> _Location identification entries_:
<<<<

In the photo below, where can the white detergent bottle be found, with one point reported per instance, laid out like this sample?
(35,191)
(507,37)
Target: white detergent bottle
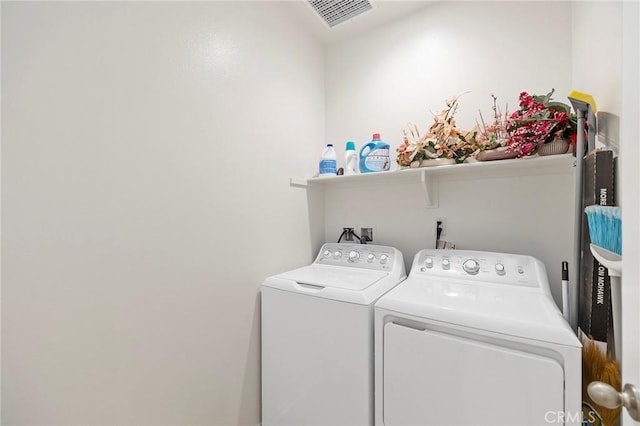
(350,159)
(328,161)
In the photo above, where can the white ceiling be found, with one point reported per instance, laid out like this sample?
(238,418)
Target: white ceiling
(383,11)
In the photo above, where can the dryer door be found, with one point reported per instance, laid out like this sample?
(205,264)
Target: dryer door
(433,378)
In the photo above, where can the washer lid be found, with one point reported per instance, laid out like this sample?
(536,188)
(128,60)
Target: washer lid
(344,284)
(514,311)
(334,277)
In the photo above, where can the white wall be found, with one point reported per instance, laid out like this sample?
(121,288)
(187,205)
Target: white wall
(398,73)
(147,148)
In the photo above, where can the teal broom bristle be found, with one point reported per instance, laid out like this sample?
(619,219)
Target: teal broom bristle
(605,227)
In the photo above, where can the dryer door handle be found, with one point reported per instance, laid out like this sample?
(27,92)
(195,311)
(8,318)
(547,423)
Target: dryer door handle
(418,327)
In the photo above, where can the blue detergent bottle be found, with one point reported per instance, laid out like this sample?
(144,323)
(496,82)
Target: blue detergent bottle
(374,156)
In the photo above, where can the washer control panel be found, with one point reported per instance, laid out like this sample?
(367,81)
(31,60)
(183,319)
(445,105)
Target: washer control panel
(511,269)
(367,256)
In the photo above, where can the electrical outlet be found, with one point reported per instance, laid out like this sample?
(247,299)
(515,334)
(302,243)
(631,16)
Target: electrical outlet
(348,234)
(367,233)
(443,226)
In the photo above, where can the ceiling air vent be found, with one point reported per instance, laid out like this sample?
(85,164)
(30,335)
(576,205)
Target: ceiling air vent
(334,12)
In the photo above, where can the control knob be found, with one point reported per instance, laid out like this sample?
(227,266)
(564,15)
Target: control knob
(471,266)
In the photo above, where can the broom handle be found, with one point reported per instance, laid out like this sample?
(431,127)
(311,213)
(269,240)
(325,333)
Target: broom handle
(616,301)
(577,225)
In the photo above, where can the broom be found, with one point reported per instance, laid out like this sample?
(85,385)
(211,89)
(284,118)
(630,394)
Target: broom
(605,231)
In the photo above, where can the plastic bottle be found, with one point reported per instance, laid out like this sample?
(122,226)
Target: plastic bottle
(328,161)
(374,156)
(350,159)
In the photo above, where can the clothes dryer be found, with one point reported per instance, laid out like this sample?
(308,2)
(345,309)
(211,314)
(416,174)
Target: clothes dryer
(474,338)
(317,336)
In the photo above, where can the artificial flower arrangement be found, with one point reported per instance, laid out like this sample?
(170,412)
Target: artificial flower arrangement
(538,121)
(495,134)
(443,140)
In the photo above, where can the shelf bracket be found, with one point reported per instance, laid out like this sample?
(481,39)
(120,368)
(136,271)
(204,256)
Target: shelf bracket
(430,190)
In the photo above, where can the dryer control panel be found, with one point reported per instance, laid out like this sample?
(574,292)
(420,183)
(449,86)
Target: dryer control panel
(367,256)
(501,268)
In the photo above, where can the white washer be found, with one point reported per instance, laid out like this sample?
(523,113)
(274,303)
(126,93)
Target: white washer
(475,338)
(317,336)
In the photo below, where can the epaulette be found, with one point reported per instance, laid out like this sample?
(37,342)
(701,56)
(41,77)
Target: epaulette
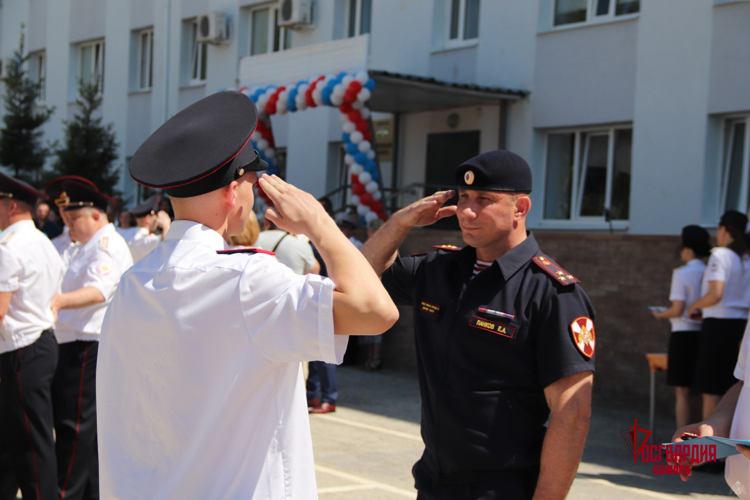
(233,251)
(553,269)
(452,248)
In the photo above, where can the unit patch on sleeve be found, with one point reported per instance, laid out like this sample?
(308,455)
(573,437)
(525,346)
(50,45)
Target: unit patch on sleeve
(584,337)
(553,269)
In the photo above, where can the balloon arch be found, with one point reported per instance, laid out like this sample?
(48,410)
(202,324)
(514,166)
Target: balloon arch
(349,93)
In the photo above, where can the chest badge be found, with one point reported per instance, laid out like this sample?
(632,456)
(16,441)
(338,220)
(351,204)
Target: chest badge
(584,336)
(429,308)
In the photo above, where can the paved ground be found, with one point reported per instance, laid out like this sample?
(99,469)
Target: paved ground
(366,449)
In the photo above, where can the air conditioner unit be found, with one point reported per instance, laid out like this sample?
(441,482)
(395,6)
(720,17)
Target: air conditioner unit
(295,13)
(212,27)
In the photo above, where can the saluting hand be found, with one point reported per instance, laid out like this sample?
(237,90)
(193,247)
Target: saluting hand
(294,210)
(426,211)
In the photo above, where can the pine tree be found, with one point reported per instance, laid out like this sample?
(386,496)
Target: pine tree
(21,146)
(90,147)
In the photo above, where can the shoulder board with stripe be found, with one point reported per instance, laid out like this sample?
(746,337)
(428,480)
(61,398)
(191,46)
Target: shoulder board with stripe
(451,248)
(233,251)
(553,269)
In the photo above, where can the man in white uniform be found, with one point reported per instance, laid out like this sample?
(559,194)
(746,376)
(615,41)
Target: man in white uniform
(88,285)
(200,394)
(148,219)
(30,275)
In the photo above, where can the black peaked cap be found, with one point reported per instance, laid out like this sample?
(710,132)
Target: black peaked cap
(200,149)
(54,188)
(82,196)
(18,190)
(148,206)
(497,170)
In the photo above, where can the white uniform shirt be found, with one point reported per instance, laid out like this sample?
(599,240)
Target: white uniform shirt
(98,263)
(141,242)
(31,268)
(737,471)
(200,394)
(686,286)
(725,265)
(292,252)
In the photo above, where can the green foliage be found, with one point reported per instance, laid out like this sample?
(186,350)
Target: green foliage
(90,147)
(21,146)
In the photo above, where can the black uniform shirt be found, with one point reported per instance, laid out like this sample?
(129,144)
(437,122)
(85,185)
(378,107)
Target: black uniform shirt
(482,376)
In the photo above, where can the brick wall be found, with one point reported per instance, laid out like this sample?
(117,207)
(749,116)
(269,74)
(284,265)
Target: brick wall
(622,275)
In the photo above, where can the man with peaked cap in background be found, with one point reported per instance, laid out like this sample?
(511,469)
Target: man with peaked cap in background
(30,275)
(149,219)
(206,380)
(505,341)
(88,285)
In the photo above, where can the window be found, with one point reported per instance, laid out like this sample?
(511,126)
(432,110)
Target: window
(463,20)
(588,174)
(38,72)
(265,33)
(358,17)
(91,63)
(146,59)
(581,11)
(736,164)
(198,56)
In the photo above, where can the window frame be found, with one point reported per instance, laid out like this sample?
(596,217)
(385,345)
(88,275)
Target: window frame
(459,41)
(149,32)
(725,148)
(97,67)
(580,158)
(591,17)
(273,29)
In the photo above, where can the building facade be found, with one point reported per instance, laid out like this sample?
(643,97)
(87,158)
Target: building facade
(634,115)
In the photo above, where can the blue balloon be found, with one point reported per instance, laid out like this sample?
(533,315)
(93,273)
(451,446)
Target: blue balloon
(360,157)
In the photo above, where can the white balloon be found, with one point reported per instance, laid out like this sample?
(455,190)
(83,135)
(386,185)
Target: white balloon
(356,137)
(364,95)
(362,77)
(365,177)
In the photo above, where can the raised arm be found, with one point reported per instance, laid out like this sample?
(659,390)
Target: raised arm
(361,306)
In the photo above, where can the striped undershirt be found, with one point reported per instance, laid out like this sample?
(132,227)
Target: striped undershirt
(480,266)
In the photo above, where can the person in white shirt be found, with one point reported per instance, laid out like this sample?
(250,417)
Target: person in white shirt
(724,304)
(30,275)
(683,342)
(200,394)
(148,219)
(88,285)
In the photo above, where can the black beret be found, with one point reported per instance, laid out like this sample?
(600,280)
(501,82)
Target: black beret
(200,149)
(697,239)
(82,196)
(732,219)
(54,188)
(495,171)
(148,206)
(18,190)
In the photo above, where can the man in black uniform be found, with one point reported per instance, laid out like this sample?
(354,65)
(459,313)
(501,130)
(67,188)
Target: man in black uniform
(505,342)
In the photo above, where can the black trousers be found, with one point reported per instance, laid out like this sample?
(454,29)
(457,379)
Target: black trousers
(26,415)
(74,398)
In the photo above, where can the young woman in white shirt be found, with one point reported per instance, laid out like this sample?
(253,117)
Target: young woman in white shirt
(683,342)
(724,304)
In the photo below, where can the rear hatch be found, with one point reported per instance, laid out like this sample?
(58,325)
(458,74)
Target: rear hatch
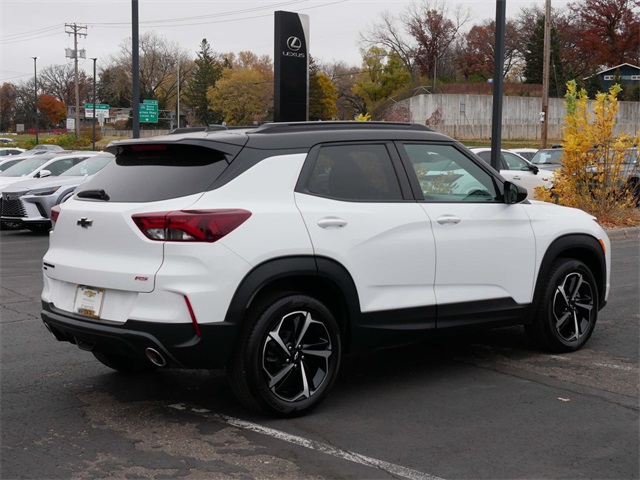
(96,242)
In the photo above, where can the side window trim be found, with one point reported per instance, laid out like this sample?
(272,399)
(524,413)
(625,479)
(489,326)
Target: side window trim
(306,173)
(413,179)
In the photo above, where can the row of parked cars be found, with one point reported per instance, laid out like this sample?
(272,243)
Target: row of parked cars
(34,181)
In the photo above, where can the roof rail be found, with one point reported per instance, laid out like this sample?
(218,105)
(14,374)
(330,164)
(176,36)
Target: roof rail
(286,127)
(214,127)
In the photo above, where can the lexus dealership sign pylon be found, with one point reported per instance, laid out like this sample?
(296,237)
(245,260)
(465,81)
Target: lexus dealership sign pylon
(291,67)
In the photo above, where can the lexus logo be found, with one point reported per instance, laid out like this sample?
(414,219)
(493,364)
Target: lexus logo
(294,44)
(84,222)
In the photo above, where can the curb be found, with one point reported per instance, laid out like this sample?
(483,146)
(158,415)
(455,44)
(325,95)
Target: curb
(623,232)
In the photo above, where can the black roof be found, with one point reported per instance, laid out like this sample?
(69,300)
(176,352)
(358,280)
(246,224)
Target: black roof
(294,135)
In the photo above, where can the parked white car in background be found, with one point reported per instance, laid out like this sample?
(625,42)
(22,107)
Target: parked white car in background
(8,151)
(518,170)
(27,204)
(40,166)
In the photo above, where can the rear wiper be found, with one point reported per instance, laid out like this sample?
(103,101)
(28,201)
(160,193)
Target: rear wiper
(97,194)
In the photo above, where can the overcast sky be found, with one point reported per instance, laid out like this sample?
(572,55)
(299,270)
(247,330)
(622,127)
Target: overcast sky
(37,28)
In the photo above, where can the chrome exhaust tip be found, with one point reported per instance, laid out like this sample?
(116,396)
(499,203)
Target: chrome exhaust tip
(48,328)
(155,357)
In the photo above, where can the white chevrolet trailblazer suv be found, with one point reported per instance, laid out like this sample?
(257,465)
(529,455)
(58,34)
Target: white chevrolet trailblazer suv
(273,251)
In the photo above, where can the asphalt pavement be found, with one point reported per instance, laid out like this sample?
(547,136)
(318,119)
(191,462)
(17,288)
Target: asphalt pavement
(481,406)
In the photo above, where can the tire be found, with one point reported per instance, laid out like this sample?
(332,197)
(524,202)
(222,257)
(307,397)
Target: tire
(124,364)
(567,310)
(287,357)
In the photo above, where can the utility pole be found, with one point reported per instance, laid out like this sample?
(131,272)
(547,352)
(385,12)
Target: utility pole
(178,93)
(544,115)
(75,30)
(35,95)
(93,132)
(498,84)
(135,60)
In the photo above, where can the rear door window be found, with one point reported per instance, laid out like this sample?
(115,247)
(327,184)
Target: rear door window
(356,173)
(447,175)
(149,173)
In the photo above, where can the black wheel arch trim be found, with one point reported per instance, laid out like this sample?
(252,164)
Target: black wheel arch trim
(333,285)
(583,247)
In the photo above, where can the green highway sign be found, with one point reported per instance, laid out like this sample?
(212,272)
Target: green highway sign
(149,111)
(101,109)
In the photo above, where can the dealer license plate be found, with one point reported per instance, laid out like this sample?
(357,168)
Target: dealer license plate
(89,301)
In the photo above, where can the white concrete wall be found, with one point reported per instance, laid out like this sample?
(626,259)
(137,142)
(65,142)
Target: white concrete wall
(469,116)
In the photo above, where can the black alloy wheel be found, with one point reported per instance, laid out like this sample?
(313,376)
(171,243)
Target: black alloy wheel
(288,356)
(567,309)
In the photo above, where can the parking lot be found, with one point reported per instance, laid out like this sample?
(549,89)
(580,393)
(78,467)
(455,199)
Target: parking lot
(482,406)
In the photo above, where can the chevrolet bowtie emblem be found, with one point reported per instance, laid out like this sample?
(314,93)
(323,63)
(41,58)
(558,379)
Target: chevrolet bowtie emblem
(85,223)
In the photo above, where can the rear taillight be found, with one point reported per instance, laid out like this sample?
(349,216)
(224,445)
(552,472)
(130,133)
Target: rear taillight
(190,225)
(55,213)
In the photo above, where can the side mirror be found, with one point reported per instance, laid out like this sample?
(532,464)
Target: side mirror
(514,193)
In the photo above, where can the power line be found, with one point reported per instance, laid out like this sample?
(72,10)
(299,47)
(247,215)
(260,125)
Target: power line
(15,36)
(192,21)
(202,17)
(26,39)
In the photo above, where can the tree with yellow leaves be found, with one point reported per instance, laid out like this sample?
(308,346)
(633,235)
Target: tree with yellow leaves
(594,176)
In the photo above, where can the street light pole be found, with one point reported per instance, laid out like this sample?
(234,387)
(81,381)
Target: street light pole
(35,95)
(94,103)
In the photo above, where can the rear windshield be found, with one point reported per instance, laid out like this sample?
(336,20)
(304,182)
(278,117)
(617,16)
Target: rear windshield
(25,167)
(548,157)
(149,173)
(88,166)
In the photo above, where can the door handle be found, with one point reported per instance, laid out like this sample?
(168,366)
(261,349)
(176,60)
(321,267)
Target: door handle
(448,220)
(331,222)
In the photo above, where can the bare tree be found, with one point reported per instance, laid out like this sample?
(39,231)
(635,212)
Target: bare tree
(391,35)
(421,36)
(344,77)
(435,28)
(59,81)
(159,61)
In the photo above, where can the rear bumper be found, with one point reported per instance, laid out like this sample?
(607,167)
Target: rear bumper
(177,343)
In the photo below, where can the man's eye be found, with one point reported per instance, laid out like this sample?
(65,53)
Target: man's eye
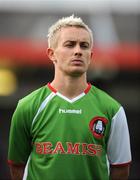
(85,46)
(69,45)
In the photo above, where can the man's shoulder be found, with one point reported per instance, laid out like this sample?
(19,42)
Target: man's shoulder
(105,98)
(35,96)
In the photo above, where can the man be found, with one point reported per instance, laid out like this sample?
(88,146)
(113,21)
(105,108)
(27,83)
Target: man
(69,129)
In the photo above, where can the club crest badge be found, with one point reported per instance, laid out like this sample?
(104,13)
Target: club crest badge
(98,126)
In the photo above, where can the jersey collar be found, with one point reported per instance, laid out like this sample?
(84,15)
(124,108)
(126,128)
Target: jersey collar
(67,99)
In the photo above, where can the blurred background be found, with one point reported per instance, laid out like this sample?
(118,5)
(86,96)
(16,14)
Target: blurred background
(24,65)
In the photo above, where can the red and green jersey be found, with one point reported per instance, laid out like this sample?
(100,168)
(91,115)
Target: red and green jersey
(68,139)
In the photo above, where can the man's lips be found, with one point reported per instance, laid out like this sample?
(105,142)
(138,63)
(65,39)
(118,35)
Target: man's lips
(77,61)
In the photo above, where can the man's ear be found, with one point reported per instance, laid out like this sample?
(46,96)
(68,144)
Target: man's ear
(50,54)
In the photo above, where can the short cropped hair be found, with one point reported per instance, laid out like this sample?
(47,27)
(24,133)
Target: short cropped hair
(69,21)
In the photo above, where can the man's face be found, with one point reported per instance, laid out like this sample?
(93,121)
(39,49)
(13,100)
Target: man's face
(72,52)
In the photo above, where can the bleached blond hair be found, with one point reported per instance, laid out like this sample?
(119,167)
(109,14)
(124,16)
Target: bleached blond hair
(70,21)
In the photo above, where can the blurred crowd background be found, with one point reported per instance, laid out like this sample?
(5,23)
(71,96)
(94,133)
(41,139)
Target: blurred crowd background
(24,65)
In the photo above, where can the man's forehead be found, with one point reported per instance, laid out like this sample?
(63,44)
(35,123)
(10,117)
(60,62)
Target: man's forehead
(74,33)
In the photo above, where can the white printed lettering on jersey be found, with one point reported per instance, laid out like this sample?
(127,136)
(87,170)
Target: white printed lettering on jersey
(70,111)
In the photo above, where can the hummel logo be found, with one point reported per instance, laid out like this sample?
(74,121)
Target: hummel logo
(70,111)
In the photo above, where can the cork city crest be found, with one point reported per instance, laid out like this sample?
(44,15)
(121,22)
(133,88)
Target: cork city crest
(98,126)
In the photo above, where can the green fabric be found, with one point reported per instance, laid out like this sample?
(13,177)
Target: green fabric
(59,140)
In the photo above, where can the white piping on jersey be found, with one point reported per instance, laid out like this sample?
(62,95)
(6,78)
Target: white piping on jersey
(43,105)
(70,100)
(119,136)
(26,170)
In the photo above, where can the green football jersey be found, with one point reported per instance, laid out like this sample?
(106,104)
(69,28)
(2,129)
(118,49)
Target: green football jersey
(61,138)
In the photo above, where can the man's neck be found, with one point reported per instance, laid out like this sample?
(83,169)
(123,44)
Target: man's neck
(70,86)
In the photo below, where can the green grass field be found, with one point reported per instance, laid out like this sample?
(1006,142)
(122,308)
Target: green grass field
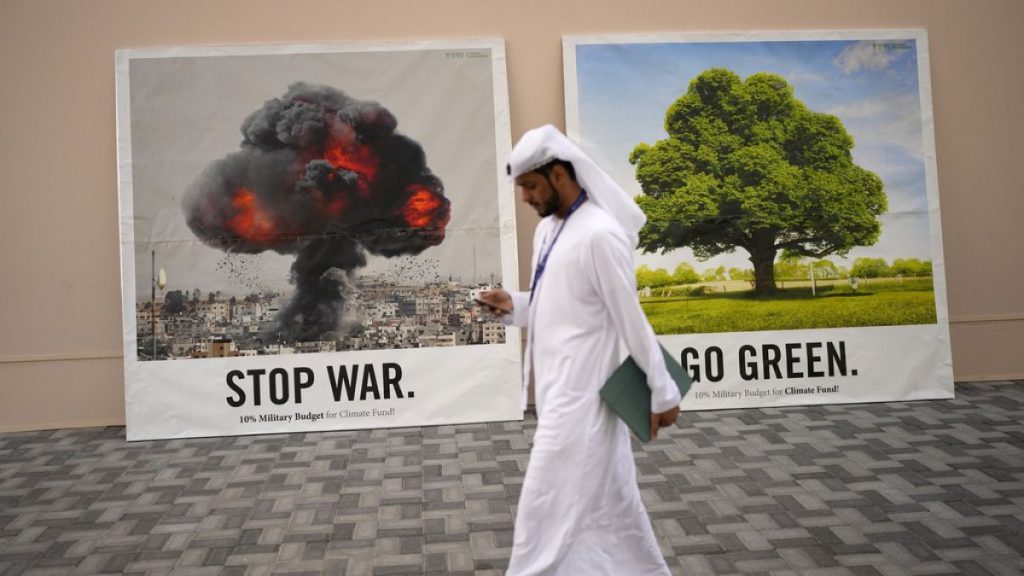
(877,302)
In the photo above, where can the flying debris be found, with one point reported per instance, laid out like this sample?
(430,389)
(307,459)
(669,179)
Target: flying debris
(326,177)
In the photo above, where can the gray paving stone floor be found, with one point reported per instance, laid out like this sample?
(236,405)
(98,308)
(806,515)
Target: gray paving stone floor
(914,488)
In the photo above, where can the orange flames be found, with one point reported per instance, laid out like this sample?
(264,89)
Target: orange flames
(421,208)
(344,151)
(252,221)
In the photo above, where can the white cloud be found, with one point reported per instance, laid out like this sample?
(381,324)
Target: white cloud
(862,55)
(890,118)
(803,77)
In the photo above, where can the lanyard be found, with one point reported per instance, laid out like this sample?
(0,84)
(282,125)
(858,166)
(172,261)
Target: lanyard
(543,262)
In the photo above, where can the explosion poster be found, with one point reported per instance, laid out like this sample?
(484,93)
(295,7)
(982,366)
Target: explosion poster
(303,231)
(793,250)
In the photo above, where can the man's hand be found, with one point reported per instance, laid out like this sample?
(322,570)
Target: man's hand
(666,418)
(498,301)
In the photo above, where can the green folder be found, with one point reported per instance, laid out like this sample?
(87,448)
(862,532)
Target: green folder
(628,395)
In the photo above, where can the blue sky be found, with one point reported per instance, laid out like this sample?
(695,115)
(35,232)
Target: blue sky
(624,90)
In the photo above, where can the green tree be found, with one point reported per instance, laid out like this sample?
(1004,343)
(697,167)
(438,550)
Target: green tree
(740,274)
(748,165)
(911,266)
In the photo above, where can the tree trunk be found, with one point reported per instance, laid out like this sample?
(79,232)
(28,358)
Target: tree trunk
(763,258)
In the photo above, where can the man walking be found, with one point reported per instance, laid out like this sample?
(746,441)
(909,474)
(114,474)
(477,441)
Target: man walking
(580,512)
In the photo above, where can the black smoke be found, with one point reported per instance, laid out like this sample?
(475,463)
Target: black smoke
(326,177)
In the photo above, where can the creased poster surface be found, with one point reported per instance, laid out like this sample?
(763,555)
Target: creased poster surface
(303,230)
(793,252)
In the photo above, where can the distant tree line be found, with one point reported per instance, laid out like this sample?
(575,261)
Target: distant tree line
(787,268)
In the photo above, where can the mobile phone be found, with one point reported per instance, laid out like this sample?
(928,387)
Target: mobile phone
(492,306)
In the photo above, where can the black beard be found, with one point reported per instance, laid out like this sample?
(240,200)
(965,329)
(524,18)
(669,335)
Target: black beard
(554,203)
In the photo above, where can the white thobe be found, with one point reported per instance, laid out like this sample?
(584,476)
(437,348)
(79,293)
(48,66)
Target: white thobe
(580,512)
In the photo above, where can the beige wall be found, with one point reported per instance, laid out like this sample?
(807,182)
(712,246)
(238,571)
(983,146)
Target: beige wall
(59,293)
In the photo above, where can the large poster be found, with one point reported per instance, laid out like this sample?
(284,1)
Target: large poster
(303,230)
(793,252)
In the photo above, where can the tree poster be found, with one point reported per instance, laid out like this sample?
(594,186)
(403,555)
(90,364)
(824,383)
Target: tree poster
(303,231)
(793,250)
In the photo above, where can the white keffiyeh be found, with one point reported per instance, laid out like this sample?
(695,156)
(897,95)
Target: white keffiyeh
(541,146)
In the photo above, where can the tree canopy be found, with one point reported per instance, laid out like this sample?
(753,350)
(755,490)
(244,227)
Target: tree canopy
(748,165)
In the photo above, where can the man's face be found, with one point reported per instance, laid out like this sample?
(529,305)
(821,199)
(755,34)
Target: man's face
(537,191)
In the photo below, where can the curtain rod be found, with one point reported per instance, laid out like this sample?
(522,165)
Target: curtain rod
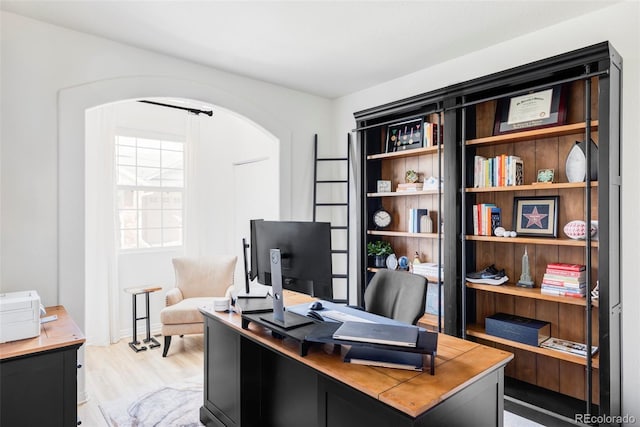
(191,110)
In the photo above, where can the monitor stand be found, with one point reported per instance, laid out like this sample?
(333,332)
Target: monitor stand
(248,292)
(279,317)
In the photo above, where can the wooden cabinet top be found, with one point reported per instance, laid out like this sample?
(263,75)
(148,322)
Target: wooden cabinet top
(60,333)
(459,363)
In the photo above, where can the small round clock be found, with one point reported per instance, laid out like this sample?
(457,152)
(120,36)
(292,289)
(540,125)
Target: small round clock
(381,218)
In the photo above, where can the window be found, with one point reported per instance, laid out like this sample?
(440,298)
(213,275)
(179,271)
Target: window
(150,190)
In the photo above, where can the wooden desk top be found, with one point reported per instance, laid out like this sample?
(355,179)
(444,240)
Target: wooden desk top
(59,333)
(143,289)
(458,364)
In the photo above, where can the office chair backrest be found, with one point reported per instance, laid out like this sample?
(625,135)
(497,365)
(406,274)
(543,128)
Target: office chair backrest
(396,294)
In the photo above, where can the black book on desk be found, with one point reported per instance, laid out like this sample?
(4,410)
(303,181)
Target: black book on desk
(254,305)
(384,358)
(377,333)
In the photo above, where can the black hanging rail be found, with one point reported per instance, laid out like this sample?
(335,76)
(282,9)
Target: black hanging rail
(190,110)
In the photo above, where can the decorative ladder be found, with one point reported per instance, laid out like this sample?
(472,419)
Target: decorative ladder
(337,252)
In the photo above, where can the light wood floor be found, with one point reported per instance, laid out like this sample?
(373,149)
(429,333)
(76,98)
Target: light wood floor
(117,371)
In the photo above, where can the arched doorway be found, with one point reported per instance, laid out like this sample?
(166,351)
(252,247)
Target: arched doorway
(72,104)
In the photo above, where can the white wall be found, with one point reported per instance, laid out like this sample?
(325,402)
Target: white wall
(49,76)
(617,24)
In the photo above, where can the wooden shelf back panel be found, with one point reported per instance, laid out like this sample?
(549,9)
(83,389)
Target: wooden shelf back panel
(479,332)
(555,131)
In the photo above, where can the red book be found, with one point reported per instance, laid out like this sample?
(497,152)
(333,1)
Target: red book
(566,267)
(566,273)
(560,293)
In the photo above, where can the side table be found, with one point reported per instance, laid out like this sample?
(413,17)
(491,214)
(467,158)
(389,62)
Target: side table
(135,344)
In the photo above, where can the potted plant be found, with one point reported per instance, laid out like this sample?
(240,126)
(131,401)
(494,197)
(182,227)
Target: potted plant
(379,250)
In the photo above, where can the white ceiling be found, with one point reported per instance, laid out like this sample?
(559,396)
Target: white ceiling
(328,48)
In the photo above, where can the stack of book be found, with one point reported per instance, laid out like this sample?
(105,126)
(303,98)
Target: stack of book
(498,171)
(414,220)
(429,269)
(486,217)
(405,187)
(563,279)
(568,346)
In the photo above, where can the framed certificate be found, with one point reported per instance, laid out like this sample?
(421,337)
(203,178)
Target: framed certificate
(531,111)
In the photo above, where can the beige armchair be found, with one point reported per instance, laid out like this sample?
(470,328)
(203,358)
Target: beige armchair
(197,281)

>>>>

> _Written problem_:
Starting with the line that contains "In the photo above, where can the stack", repeat each line through the last one exactly as it appears. Include both ends and nothing more.

> _The answer_:
In the photo above, where can the stack of book be found, with one point reported per instance, laid out like this sample?
(105,126)
(303,98)
Target: stack of book
(498,171)
(414,220)
(429,269)
(486,217)
(405,187)
(563,279)
(568,346)
In the photo above, where can the framed certificate be found, with one point reported per instance, laid out like this sample?
(421,337)
(203,178)
Target: framed certificate
(531,111)
In the photo above, where can the beige armchair be found, with one point reported per instance, laid out like this sample?
(470,328)
(203,358)
Target: beige armchair
(197,281)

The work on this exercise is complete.